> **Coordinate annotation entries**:
--- BEGIN ---

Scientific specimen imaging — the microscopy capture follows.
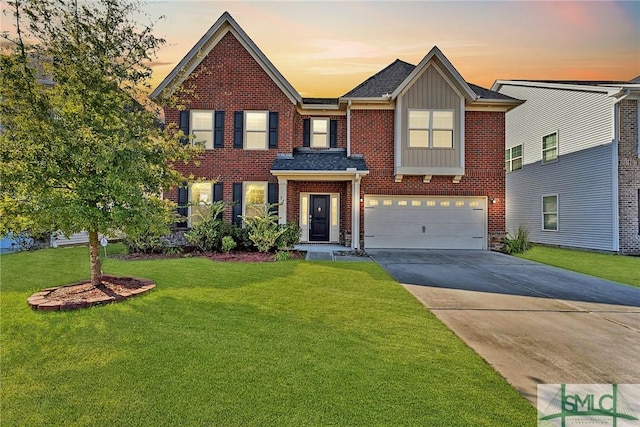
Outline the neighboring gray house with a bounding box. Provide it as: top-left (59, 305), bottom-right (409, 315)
top-left (491, 77), bottom-right (640, 255)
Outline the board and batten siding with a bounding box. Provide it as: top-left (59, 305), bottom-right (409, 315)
top-left (499, 85), bottom-right (615, 164)
top-left (401, 66), bottom-right (461, 168)
top-left (506, 139), bottom-right (617, 251)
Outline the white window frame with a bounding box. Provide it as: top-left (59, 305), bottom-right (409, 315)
top-left (309, 117), bottom-right (331, 148)
top-left (189, 110), bottom-right (216, 150)
top-left (541, 131), bottom-right (560, 165)
top-left (504, 144), bottom-right (524, 172)
top-left (541, 193), bottom-right (560, 231)
top-left (242, 110), bottom-right (269, 150)
top-left (407, 108), bottom-right (456, 150)
top-left (187, 181), bottom-right (214, 227)
top-left (242, 181), bottom-right (269, 216)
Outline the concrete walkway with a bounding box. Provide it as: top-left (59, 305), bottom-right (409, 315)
top-left (368, 250), bottom-right (640, 405)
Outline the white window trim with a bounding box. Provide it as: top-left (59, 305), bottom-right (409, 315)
top-left (407, 108), bottom-right (456, 150)
top-left (540, 193), bottom-right (560, 232)
top-left (309, 117), bottom-right (331, 148)
top-left (505, 144), bottom-right (524, 172)
top-left (189, 110), bottom-right (216, 150)
top-left (540, 131), bottom-right (560, 165)
top-left (242, 110), bottom-right (269, 151)
top-left (242, 181), bottom-right (269, 216)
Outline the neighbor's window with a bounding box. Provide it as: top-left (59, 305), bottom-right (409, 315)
top-left (189, 182), bottom-right (213, 226)
top-left (244, 111), bottom-right (269, 150)
top-left (243, 182), bottom-right (267, 216)
top-left (542, 195), bottom-right (558, 231)
top-left (504, 144), bottom-right (522, 172)
top-left (542, 132), bottom-right (558, 163)
top-left (409, 110), bottom-right (453, 148)
top-left (191, 110), bottom-right (214, 150)
top-left (311, 119), bottom-right (329, 148)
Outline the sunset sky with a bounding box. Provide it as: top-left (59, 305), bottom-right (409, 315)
top-left (145, 0), bottom-right (640, 97)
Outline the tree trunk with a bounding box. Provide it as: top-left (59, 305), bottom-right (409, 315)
top-left (89, 231), bottom-right (102, 287)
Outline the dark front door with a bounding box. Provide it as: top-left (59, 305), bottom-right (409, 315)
top-left (309, 196), bottom-right (329, 242)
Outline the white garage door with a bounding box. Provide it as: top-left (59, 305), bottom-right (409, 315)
top-left (364, 195), bottom-right (487, 249)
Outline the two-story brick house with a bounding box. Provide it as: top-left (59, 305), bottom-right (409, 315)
top-left (152, 13), bottom-right (521, 249)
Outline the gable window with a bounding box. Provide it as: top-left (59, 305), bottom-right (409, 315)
top-left (311, 119), bottom-right (329, 148)
top-left (244, 111), bottom-right (269, 150)
top-left (408, 110), bottom-right (453, 148)
top-left (243, 182), bottom-right (267, 216)
top-left (542, 194), bottom-right (558, 231)
top-left (542, 132), bottom-right (558, 163)
top-left (504, 144), bottom-right (522, 172)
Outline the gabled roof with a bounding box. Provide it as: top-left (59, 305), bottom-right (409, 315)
top-left (150, 12), bottom-right (302, 104)
top-left (343, 59), bottom-right (416, 98)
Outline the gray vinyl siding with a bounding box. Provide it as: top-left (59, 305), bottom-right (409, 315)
top-left (506, 144), bottom-right (617, 251)
top-left (401, 66), bottom-right (461, 168)
top-left (500, 85), bottom-right (615, 165)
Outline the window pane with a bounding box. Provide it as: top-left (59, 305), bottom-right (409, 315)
top-left (544, 214), bottom-right (558, 230)
top-left (312, 119), bottom-right (328, 133)
top-left (433, 130), bottom-right (453, 148)
top-left (245, 132), bottom-right (267, 150)
top-left (191, 111), bottom-right (213, 130)
top-left (409, 130), bottom-right (429, 148)
top-left (245, 112), bottom-right (267, 132)
top-left (193, 130), bottom-right (213, 149)
top-left (409, 110), bottom-right (429, 129)
top-left (433, 111), bottom-right (453, 129)
top-left (511, 145), bottom-right (522, 158)
top-left (311, 133), bottom-right (328, 148)
top-left (542, 196), bottom-right (558, 213)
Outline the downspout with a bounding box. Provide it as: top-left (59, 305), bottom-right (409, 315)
top-left (611, 89), bottom-right (631, 252)
top-left (347, 100), bottom-right (351, 157)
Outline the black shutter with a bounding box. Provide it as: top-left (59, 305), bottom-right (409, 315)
top-left (231, 182), bottom-right (242, 227)
top-left (302, 119), bottom-right (311, 147)
top-left (178, 110), bottom-right (189, 145)
top-left (269, 111), bottom-right (278, 148)
top-left (213, 182), bottom-right (222, 202)
top-left (267, 182), bottom-right (278, 214)
top-left (213, 111), bottom-right (224, 148)
top-left (233, 111), bottom-right (244, 148)
top-left (329, 120), bottom-right (338, 148)
top-left (176, 182), bottom-right (189, 228)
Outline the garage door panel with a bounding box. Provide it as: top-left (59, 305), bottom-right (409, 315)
top-left (364, 196), bottom-right (486, 249)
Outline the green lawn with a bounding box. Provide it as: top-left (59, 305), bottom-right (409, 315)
top-left (516, 245), bottom-right (640, 287)
top-left (0, 246), bottom-right (536, 427)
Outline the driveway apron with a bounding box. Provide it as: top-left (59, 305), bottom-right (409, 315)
top-left (368, 250), bottom-right (640, 405)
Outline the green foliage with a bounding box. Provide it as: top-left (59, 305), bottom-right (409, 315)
top-left (242, 204), bottom-right (285, 252)
top-left (276, 222), bottom-right (302, 249)
top-left (503, 225), bottom-right (531, 255)
top-left (0, 0), bottom-right (193, 286)
top-left (273, 251), bottom-right (293, 261)
top-left (222, 236), bottom-right (238, 253)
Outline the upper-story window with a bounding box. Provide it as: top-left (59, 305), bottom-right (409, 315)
top-left (244, 111), bottom-right (269, 150)
top-left (504, 144), bottom-right (522, 172)
top-left (542, 132), bottom-right (558, 163)
top-left (409, 110), bottom-right (453, 148)
top-left (311, 119), bottom-right (329, 148)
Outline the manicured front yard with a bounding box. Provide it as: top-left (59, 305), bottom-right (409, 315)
top-left (517, 246), bottom-right (640, 287)
top-left (0, 248), bottom-right (536, 427)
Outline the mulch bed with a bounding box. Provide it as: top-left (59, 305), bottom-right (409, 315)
top-left (27, 274), bottom-right (156, 311)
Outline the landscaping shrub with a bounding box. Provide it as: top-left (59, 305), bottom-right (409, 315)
top-left (503, 225), bottom-right (531, 255)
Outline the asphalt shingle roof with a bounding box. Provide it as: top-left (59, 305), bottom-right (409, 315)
top-left (271, 148), bottom-right (367, 171)
top-left (344, 59), bottom-right (515, 99)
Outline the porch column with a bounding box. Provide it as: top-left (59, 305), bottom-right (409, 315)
top-left (278, 178), bottom-right (287, 225)
top-left (351, 173), bottom-right (361, 249)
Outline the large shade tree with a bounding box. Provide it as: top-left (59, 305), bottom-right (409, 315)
top-left (0, 0), bottom-right (192, 286)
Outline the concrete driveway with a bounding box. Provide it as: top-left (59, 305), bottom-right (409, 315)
top-left (367, 250), bottom-right (640, 406)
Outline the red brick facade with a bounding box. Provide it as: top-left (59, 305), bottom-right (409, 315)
top-left (165, 25), bottom-right (505, 249)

--- END ---

> **Requirement**: Can you reproduce all of the records above word for word, omitting the pictures?

> **Output of the exercise**:
Scientific specimen imaging — the microscopy capture follows.
Outline the neighboring gray house with a bounding box. Provide it as: top-left (59, 305), bottom-right (409, 315)
top-left (491, 77), bottom-right (640, 255)
Outline the board and batten siding with a bounding box. Provide it as: top-left (59, 305), bottom-right (409, 315)
top-left (499, 85), bottom-right (615, 164)
top-left (401, 66), bottom-right (461, 168)
top-left (506, 139), bottom-right (617, 251)
Outline the white window frame with a bounding box. Provide it as: top-left (59, 305), bottom-right (409, 315)
top-left (309, 117), bottom-right (331, 148)
top-left (189, 110), bottom-right (216, 150)
top-left (541, 131), bottom-right (560, 165)
top-left (504, 144), bottom-right (524, 172)
top-left (541, 193), bottom-right (560, 231)
top-left (242, 110), bottom-right (269, 150)
top-left (407, 108), bottom-right (456, 150)
top-left (187, 181), bottom-right (214, 227)
top-left (242, 181), bottom-right (269, 216)
Outline the concrete walkway with a bounding box. Provide it as: top-left (59, 305), bottom-right (409, 315)
top-left (368, 250), bottom-right (640, 405)
Outline the white window trim with a bounding box. Provide it as: top-left (59, 305), bottom-right (409, 315)
top-left (407, 108), bottom-right (456, 150)
top-left (540, 193), bottom-right (560, 232)
top-left (309, 117), bottom-right (331, 148)
top-left (505, 144), bottom-right (524, 172)
top-left (189, 110), bottom-right (216, 150)
top-left (540, 131), bottom-right (560, 165)
top-left (242, 110), bottom-right (269, 151)
top-left (242, 181), bottom-right (269, 216)
Outline the neighbor's window with a bounding box. Provide it as: top-left (59, 305), bottom-right (409, 315)
top-left (189, 182), bottom-right (213, 226)
top-left (244, 111), bottom-right (269, 150)
top-left (243, 182), bottom-right (267, 216)
top-left (542, 195), bottom-right (558, 231)
top-left (504, 144), bottom-right (522, 172)
top-left (542, 132), bottom-right (558, 163)
top-left (409, 110), bottom-right (453, 148)
top-left (191, 110), bottom-right (214, 150)
top-left (311, 119), bottom-right (329, 148)
Outline the sunset sky with a bounding box. Provide it as: top-left (59, 305), bottom-right (409, 315)
top-left (145, 0), bottom-right (640, 97)
Outline the tree trunk with a bounding box. Provide it as: top-left (59, 305), bottom-right (409, 315)
top-left (89, 231), bottom-right (102, 287)
Outline the dark front door with a bounding box. Provide it as: top-left (59, 305), bottom-right (409, 315)
top-left (309, 196), bottom-right (329, 242)
Outline the white garage door with a bounding box. Provide it as: top-left (59, 305), bottom-right (409, 315)
top-left (364, 195), bottom-right (487, 249)
Outline the two-story brick house with a bounding box. Provide it as: top-left (59, 305), bottom-right (409, 315)
top-left (152, 13), bottom-right (521, 249)
Outline the gable window with a bounding box. Provide it as: top-left (59, 305), bottom-right (409, 315)
top-left (311, 119), bottom-right (329, 148)
top-left (244, 111), bottom-right (269, 150)
top-left (408, 110), bottom-right (453, 148)
top-left (243, 182), bottom-right (267, 216)
top-left (542, 194), bottom-right (558, 231)
top-left (542, 132), bottom-right (558, 163)
top-left (504, 144), bottom-right (522, 172)
Outline the gabled roof with a bounding box. Provide it as: top-left (59, 305), bottom-right (409, 315)
top-left (150, 12), bottom-right (302, 104)
top-left (343, 59), bottom-right (416, 98)
Outline the gray vinyl siding with a bounding box. Provide it as: top-left (59, 305), bottom-right (409, 315)
top-left (506, 144), bottom-right (617, 251)
top-left (401, 66), bottom-right (461, 168)
top-left (500, 85), bottom-right (615, 165)
Outline the window pane with a bounding box. Provide it as: top-left (59, 305), bottom-right (409, 315)
top-left (544, 214), bottom-right (558, 230)
top-left (312, 119), bottom-right (328, 133)
top-left (433, 130), bottom-right (453, 148)
top-left (245, 132), bottom-right (267, 150)
top-left (191, 111), bottom-right (213, 130)
top-left (409, 130), bottom-right (429, 148)
top-left (245, 112), bottom-right (267, 132)
top-left (193, 130), bottom-right (213, 149)
top-left (409, 110), bottom-right (429, 129)
top-left (433, 111), bottom-right (453, 129)
top-left (511, 145), bottom-right (522, 158)
top-left (311, 133), bottom-right (328, 148)
top-left (542, 196), bottom-right (558, 213)
Outline the downspout with a bounding box. Provide it as: top-left (59, 305), bottom-right (409, 315)
top-left (611, 89), bottom-right (631, 252)
top-left (347, 100), bottom-right (351, 157)
Outline the black shutter with a bounding box. Provide it as: top-left (59, 305), bottom-right (409, 315)
top-left (231, 182), bottom-right (242, 227)
top-left (302, 119), bottom-right (311, 147)
top-left (178, 110), bottom-right (189, 145)
top-left (269, 111), bottom-right (278, 148)
top-left (213, 182), bottom-right (222, 202)
top-left (267, 182), bottom-right (278, 214)
top-left (213, 111), bottom-right (224, 148)
top-left (233, 111), bottom-right (244, 148)
top-left (329, 120), bottom-right (338, 148)
top-left (176, 182), bottom-right (189, 228)
Outline the garage door panel with a bounding box. Provide it as: top-left (59, 305), bottom-right (409, 315)
top-left (364, 196), bottom-right (486, 249)
Outline the green lawn with a bounding box. Provide it as: top-left (59, 305), bottom-right (409, 315)
top-left (516, 245), bottom-right (640, 287)
top-left (0, 246), bottom-right (536, 427)
Outline the driveway apron with a bounding box. Provide it as: top-left (59, 305), bottom-right (409, 315)
top-left (368, 250), bottom-right (640, 405)
Outline the green foliage with a bounding box. Provide it as: top-left (59, 305), bottom-right (409, 315)
top-left (242, 204), bottom-right (285, 252)
top-left (276, 222), bottom-right (302, 249)
top-left (503, 225), bottom-right (531, 255)
top-left (0, 0), bottom-right (193, 286)
top-left (273, 251), bottom-right (293, 261)
top-left (222, 236), bottom-right (238, 253)
Outline the upper-story window with a bounding box. Provide it as: top-left (59, 305), bottom-right (409, 315)
top-left (244, 111), bottom-right (269, 150)
top-left (504, 144), bottom-right (522, 172)
top-left (542, 132), bottom-right (558, 163)
top-left (409, 110), bottom-right (453, 148)
top-left (311, 119), bottom-right (329, 148)
Outline the manicured front yard with a bounding box. Provide it as: top-left (59, 305), bottom-right (409, 315)
top-left (517, 246), bottom-right (640, 287)
top-left (0, 248), bottom-right (536, 427)
Outline the mulch bed with a bounding box. Provide it as: top-left (59, 305), bottom-right (409, 315)
top-left (27, 274), bottom-right (156, 311)
Outline the landscaping shrub with a bounding box. Provide it as: top-left (59, 305), bottom-right (409, 315)
top-left (503, 225), bottom-right (531, 255)
Outline the asphalt shingle roof with a bounding box. Provide it as: top-left (59, 305), bottom-right (409, 315)
top-left (271, 148), bottom-right (367, 171)
top-left (344, 59), bottom-right (515, 99)
Outline the porch column with a bounding box. Provide it as: top-left (59, 305), bottom-right (409, 315)
top-left (278, 178), bottom-right (287, 225)
top-left (351, 173), bottom-right (361, 249)
Outline the large shade tree with a bounding box. Provide it as: top-left (59, 305), bottom-right (409, 315)
top-left (0, 0), bottom-right (192, 286)
Outline the concrete driveway with a bounding box. Provide it as: top-left (59, 305), bottom-right (409, 315)
top-left (367, 250), bottom-right (640, 406)
Outline the red brick facade with a bounding box. Provide it as: top-left (59, 305), bottom-right (409, 315)
top-left (165, 25), bottom-right (505, 249)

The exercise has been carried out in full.